## start DATA PROVIDED
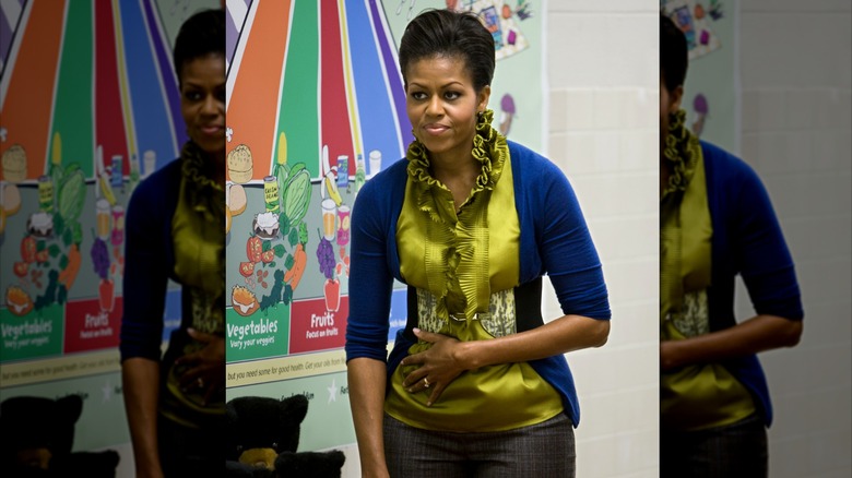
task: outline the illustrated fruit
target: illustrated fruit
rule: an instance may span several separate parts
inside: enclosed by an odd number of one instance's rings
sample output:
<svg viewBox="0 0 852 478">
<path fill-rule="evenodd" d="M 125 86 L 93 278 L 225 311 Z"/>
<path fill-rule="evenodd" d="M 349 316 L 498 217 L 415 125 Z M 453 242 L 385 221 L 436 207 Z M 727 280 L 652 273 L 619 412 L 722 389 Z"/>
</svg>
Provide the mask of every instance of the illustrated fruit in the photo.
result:
<svg viewBox="0 0 852 478">
<path fill-rule="evenodd" d="M 21 259 L 26 263 L 36 261 L 36 242 L 34 237 L 27 236 L 21 241 Z"/>
<path fill-rule="evenodd" d="M 5 304 L 9 311 L 17 316 L 23 316 L 33 310 L 33 299 L 24 289 L 17 286 L 9 286 L 5 289 Z"/>
<path fill-rule="evenodd" d="M 246 256 L 251 262 L 260 262 L 263 254 L 263 240 L 257 236 L 251 236 L 246 242 Z"/>
<path fill-rule="evenodd" d="M 340 280 L 326 279 L 323 292 L 326 296 L 326 310 L 336 312 L 340 308 Z"/>
<path fill-rule="evenodd" d="M 26 262 L 15 262 L 13 271 L 16 276 L 23 277 L 26 275 L 26 272 L 29 270 L 29 264 Z"/>
<path fill-rule="evenodd" d="M 74 279 L 80 272 L 82 262 L 83 258 L 76 244 L 71 244 L 68 250 L 68 265 L 59 273 L 59 282 L 66 286 L 66 290 L 69 290 L 74 285 Z"/>
<path fill-rule="evenodd" d="M 239 273 L 242 274 L 244 277 L 251 277 L 251 274 L 255 272 L 255 263 L 253 262 L 240 262 L 239 263 Z"/>
<path fill-rule="evenodd" d="M 293 290 L 296 290 L 296 287 L 298 287 L 301 276 L 305 274 L 305 265 L 307 263 L 308 254 L 305 252 L 305 247 L 299 242 L 293 252 L 293 267 L 284 274 L 284 282 L 289 284 Z"/>
</svg>

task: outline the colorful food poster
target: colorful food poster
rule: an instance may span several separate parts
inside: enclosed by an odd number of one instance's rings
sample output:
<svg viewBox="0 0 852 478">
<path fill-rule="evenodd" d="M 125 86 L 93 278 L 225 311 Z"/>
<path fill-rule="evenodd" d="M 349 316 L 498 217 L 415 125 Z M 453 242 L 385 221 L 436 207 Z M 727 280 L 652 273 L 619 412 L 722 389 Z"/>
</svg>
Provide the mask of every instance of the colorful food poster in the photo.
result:
<svg viewBox="0 0 852 478">
<path fill-rule="evenodd" d="M 75 450 L 129 453 L 117 349 L 127 205 L 187 139 L 177 31 L 220 5 L 0 2 L 0 401 L 81 395 Z M 164 339 L 180 314 L 169 289 Z M 119 476 L 132 459 L 121 463 Z"/>
<path fill-rule="evenodd" d="M 300 450 L 355 441 L 343 350 L 352 207 L 413 139 L 402 31 L 448 3 L 473 9 L 495 37 L 495 127 L 541 148 L 543 88 L 529 74 L 543 71 L 540 2 L 227 4 L 227 398 L 307 396 Z M 389 342 L 405 326 L 406 298 L 397 284 Z"/>
<path fill-rule="evenodd" d="M 681 106 L 689 129 L 701 139 L 735 152 L 737 139 L 737 67 L 734 19 L 736 2 L 667 0 L 662 10 L 684 32 L 689 68 Z"/>
</svg>

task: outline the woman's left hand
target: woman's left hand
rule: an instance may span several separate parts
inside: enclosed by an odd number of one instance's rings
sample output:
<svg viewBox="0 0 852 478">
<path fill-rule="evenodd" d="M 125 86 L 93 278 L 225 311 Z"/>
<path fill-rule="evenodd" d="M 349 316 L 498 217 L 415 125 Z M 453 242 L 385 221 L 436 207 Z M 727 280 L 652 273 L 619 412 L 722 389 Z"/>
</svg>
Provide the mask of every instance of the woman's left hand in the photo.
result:
<svg viewBox="0 0 852 478">
<path fill-rule="evenodd" d="M 188 328 L 187 332 L 190 337 L 204 344 L 204 347 L 176 360 L 176 363 L 187 367 L 187 371 L 180 377 L 180 386 L 185 390 L 200 390 L 204 395 L 204 403 L 208 403 L 216 392 L 225 387 L 225 338 L 194 328 Z"/>
<path fill-rule="evenodd" d="M 414 335 L 423 342 L 433 344 L 428 350 L 410 355 L 402 359 L 403 366 L 419 366 L 405 375 L 402 385 L 410 393 L 431 390 L 427 406 L 438 401 L 447 386 L 466 369 L 459 360 L 462 343 L 447 335 L 414 330 Z"/>
</svg>

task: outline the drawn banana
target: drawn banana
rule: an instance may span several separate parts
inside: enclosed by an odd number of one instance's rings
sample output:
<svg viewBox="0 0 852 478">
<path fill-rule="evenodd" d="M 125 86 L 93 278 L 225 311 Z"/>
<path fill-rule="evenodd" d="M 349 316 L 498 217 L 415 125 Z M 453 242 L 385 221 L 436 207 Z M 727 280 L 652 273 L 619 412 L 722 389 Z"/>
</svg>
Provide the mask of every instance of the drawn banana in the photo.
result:
<svg viewBox="0 0 852 478">
<path fill-rule="evenodd" d="M 343 198 L 341 198 L 340 191 L 338 191 L 338 181 L 334 179 L 334 172 L 332 171 L 326 174 L 326 191 L 329 198 L 334 201 L 334 204 L 343 204 Z"/>
</svg>

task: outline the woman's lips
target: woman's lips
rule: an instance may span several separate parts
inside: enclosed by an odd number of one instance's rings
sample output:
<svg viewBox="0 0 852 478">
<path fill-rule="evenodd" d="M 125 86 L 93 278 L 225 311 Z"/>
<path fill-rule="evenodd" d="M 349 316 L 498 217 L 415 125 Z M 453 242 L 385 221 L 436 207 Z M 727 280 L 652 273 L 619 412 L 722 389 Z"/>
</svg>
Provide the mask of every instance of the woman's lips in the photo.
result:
## end DATA PROVIDED
**WHAT IS NEEDED**
Extract the lines above from the one containing "task: outline the drawn banana" to the last line, both included, exactly as written.

**EXERCISE OUTPUT**
task: outline the drawn banana
target: drawn banana
rule: an instance may span several separate parts
inside: enclosed by an odd number of one instance's rings
sample output:
<svg viewBox="0 0 852 478">
<path fill-rule="evenodd" d="M 125 86 L 93 278 L 225 311 Z"/>
<path fill-rule="evenodd" d="M 349 316 L 498 217 L 415 125 Z M 453 242 L 385 221 L 436 207 Z M 727 280 L 652 273 L 619 412 L 722 389 Z"/>
</svg>
Provide the mask of every instance of the drawn banana in the photo.
result:
<svg viewBox="0 0 852 478">
<path fill-rule="evenodd" d="M 343 198 L 341 198 L 340 191 L 338 191 L 338 181 L 334 179 L 334 172 L 332 171 L 326 174 L 326 191 L 329 198 L 334 201 L 334 204 L 343 204 Z"/>
</svg>

task: outline the woman's lips
target: woman's lips
rule: an instance may span several separate parts
inside: enclosed by an odd number of one instance's rings
sample output:
<svg viewBox="0 0 852 478">
<path fill-rule="evenodd" d="M 125 86 L 93 278 L 225 311 Z"/>
<path fill-rule="evenodd" d="M 349 316 L 498 217 L 415 125 Z M 453 242 L 385 221 L 436 207 Z M 727 280 L 652 273 L 619 412 L 722 389 Z"/>
</svg>
Provide the mask of every instance of the woman's lips in the photo.
result:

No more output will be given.